● **Exercise description**: In the listing below, the line containing "Scan for puffer jacket zipper." marks the end; copy exactly every line from the first through that one.
- - -
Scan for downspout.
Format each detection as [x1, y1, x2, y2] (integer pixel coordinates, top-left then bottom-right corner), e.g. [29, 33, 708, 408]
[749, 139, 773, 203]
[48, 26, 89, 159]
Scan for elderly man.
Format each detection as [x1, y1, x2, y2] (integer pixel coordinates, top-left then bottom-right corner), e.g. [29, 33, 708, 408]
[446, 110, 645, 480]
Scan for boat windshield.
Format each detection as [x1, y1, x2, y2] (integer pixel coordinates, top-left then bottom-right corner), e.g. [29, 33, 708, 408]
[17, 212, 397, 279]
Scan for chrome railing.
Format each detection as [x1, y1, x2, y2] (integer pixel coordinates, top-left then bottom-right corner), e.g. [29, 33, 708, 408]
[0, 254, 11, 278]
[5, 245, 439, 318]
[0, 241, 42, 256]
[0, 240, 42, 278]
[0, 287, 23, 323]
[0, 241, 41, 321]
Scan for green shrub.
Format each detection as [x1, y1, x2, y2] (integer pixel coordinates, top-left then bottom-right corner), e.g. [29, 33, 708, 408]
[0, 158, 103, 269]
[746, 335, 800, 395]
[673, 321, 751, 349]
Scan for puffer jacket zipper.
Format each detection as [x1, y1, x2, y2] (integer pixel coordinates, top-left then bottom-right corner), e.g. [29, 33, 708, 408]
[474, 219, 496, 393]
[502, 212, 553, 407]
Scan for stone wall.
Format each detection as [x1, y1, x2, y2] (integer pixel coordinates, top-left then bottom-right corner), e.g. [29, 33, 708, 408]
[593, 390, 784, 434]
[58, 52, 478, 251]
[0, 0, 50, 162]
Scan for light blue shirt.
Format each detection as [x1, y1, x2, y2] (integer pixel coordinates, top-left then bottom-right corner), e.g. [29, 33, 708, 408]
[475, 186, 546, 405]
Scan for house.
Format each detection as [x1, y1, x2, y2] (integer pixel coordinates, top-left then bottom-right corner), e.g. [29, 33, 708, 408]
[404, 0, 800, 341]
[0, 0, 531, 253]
- - -
● **Reply**:
Scan for downspout.
Format each detection as [x1, y1, x2, y2] (integer pixel coordinates, top-left then bottom-right corner), e.g. [29, 33, 708, 408]
[749, 139, 773, 203]
[48, 26, 89, 159]
Scan for elderly man.
Format each detection as [x1, y1, x2, y2] (integer pixel coordinates, top-left then bottom-right corner), e.g. [29, 33, 708, 408]
[446, 110, 645, 480]
Scan for boat windshield.
Format each detection as [x1, y1, x2, y2] (integer pixel coordinates, top-left then bottom-right corner), e.g. [29, 33, 708, 408]
[17, 212, 397, 279]
Scan for chrome railing.
Format each detection as [x1, y1, x2, y2] (integer pixel coordinates, top-left then bottom-right corner), e.g. [29, 33, 708, 408]
[0, 254, 11, 278]
[5, 245, 439, 318]
[0, 241, 42, 256]
[0, 240, 42, 278]
[0, 287, 23, 323]
[0, 241, 41, 321]
Scan for green shrub.
Format each detection as [x1, y1, x2, y2] (integer pixel coordinates, top-left then bottom-right corner), e.g. [29, 33, 708, 408]
[0, 158, 103, 269]
[746, 335, 800, 395]
[673, 321, 751, 349]
Scan for puffer jacket zipper.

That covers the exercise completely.